Reproduce the data below word for word, keeping every line as it stands.
● ● ● ●
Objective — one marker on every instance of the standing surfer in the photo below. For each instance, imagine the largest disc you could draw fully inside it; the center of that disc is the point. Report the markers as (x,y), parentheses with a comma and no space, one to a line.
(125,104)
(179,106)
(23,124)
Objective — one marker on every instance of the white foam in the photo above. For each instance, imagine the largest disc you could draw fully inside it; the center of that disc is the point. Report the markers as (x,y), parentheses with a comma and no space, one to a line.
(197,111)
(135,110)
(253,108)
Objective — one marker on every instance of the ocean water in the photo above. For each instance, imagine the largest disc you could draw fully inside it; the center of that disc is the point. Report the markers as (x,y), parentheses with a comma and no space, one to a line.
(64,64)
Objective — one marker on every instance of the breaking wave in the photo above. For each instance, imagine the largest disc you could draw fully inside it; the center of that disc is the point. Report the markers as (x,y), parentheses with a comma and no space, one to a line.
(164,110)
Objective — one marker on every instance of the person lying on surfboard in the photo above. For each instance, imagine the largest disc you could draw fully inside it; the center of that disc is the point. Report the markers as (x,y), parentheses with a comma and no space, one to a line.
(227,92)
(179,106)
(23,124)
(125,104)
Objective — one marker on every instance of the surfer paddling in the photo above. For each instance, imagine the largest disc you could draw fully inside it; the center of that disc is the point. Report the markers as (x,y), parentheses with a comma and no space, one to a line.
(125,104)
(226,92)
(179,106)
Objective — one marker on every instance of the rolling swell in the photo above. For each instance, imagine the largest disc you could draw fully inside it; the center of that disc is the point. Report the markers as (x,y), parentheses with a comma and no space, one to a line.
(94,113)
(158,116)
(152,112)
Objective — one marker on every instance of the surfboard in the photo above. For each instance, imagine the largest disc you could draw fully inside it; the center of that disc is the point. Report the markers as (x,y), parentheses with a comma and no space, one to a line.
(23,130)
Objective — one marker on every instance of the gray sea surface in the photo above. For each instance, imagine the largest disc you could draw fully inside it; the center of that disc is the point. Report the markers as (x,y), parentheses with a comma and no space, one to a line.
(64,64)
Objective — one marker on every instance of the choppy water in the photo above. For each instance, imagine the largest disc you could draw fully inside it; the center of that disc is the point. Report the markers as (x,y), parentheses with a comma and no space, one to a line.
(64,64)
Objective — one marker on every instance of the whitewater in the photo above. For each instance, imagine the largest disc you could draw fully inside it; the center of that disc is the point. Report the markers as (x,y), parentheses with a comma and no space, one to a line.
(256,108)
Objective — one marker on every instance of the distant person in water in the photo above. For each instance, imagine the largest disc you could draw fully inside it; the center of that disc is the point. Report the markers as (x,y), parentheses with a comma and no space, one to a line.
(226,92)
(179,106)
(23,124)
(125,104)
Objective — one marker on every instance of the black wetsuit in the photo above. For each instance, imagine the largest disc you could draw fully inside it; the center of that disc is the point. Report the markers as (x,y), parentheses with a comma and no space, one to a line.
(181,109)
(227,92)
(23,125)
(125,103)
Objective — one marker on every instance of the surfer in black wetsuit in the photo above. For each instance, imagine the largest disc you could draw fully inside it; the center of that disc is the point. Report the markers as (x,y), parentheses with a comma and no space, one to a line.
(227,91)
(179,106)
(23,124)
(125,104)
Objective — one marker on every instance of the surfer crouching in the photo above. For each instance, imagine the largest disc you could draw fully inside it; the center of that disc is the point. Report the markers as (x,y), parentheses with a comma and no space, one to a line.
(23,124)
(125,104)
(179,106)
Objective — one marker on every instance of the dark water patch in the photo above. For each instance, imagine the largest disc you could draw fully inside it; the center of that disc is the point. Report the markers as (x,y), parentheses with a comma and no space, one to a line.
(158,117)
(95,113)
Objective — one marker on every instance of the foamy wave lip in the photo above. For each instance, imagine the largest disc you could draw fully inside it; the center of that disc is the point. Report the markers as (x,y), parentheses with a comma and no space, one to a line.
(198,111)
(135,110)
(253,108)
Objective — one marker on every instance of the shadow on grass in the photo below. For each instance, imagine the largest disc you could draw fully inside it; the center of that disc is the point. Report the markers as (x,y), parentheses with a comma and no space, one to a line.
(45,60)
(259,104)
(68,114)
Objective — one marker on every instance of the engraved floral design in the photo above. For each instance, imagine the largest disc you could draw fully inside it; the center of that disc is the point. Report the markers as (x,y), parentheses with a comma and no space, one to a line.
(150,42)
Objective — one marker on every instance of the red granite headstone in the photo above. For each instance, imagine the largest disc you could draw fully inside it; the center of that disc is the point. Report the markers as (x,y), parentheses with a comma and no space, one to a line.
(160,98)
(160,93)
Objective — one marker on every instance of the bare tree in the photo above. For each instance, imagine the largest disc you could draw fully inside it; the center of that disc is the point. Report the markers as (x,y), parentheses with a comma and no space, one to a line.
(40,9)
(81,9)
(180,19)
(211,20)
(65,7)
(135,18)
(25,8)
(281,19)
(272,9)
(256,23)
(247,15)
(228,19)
● ● ● ●
§ COMPLETE OUTPUT:
Objective — one marker on every instance of the standing surfer in the photo below. For each instance, imagine the largest disc you could draw fully inside it; the center of that disc is the point. Report the markers as (x,y), parentheses with a comma and no space, one to a line.
(125,104)
(179,106)
(23,124)
Objective — one marker on every instance of the white foam in the photo above. For each instance, imagine the largest disc you could draw fully inside it; the center of that disc is the point. Report the markers as (x,y), parentheses with a comma and no space, one to a line.
(197,111)
(135,110)
(253,108)
Objective — one marker on every instance of the ocean water in the photo above. For each instance, imagine the largest disc you could draw fully inside it; the center of that disc is the point. Report the markers as (x,y), parentheses with a comma and no space, one to a line.
(64,64)
Objective — one marker on every instance of the breaking wave in the photo above. For each instance, imagine the largest disc you could draw fully inside it; the center of that disc is the point. Report the markers as (x,y), parentheses with a comma and no space, one to a line.
(164,110)
Objective — one marker on every instance of the person lying on surfboard in the photo above. For each instance, imagine the largest disc you could draw fully inside it; the center of that disc is the point. Report the markers as (x,y), parentheses with a comma and no space, one to a line.
(227,92)
(179,106)
(23,124)
(125,104)
Objective — one marker on every instance of the surfer paddling in the photo above. For each instance, imagine the largest disc you could draw fully inside it; the center of that disc is the point. Report the markers as (x,y), parentheses with a comma and no space, one to a line.
(125,104)
(226,92)
(179,106)
Objective — one marker on every instance of the rolling swell in the photo above. For each instance, imagine the largest disc you could draw fully inside it; the center of that disc is the point. Report the markers as (x,y), parentheses with a comma and no space, one to a line.
(94,113)
(158,116)
(152,112)
Objective — one marker on every instance of the surfboard in the photo above. For each instance, imagine the largest disc you could draw fully inside it; the center of that disc is the point. Report the markers as (x,y), parentheses with a comma and no space, one to a line.
(23,130)
Objective — one marker on every instance of the gray sea surface in the photo above. For each instance, imagine the largest disc you could draw fully inside it; the center of that disc is the point. Report the markers as (x,y), parentheses with a comma and no space, one to a line.
(64,64)
Objective — one marker on every instance of the choppy water in the photo above. For each instance, imagine the largest disc you could draw fully inside it; the center of that disc is the point. Report the markers as (x,y), parentheses with a comma and no space, one to a line.
(64,64)
Objective — one marker on every instance of the whitewater in the photo above. For each instance, imagine the largest disc you could draw fully inside it; the center of that disc is the point. Report the markers as (x,y), parentheses with a comma and no space, one to a line.
(256,108)
Objective — one marker on every instance of the distant person in water in the photo above. For each instance, imagine the largest disc you could draw fully inside it; the center of that disc is the point. Report the markers as (x,y), parentheses with a comma and no space, one to a line.
(226,92)
(179,106)
(23,124)
(125,104)
Objective — one marker on every instance of the black wetsuit in the photo above. For each instance, imagine the largest disc you could draw fully inside it; the center of that disc is the point. Report the markers as (x,y), parentheses with a comma and no space, one to a line.
(181,109)
(227,92)
(23,125)
(125,103)
Objective — one marker on every instance of the surfer in black wetsuit in the photo above. For each instance, imagine the largest disc you could draw fully inside it; the center of that disc is the point. Report the markers as (x,y), parentheses with a comma and no space, one to a line.
(227,91)
(179,106)
(23,124)
(125,104)
Objective — one marker on every instance of the surfer crouching in the photo above. For each instance, imagine the largest disc you could draw fully inside it; the center of that disc is the point. Report the markers as (x,y), parentheses with a comma and no space, one to a line.
(23,124)
(125,104)
(179,106)
Objective — one marker on every instance of the dark water patch in the photo above. For each instance, imagine the largest disc you could draw fully inside it; the center of that disc is the point. Report the markers as (x,y), parentheses with a comma and no space, one to a line.
(158,117)
(95,113)
Objective — one marker on every instance of the foamy wave lip in the photo above. For each instance, imagine the largest disc you could draw fully inside it; the center of that disc is the point. Report the markers as (x,y), parentheses with a comma and no space, one to a line.
(198,111)
(135,110)
(253,108)
Objective — one marker on every instance of the shadow on grass in the photo below. For each instance, imagine the largest disc you could draw fully inside it; the center of that disc is the point. Report the markers as (x,y), parentheses with a comma and no space, one to a line.
(45,60)
(259,104)
(68,114)
Objective — one marker on every instance of the engraved floral design in the photo above. For each instance, imagine the largest disc you could draw fully inside it; the center of that disc is the point. Report the markers as (x,y), parentheses with a comma and no space, one to a line.
(150,42)
Objective — one marker on every instance of the red granite headstone in the photo above. For each instance, imagine the largest disc you could draw fully inside it; the center of that disc is the point. Report the markers as (x,y), parentheses with a comma and no space, one to a line.
(160,98)
(160,93)
Objective — one marker on every instance of the bare tree in the photo above. For each instance, imagine the largest disc you could draw fully inside it; the center of that disc is the point. Report the markers as (x,y), parentheses with a comma and no space, one to a line.
(40,9)
(81,9)
(180,19)
(211,20)
(65,7)
(135,18)
(25,8)
(281,19)
(272,9)
(256,23)
(247,15)
(228,19)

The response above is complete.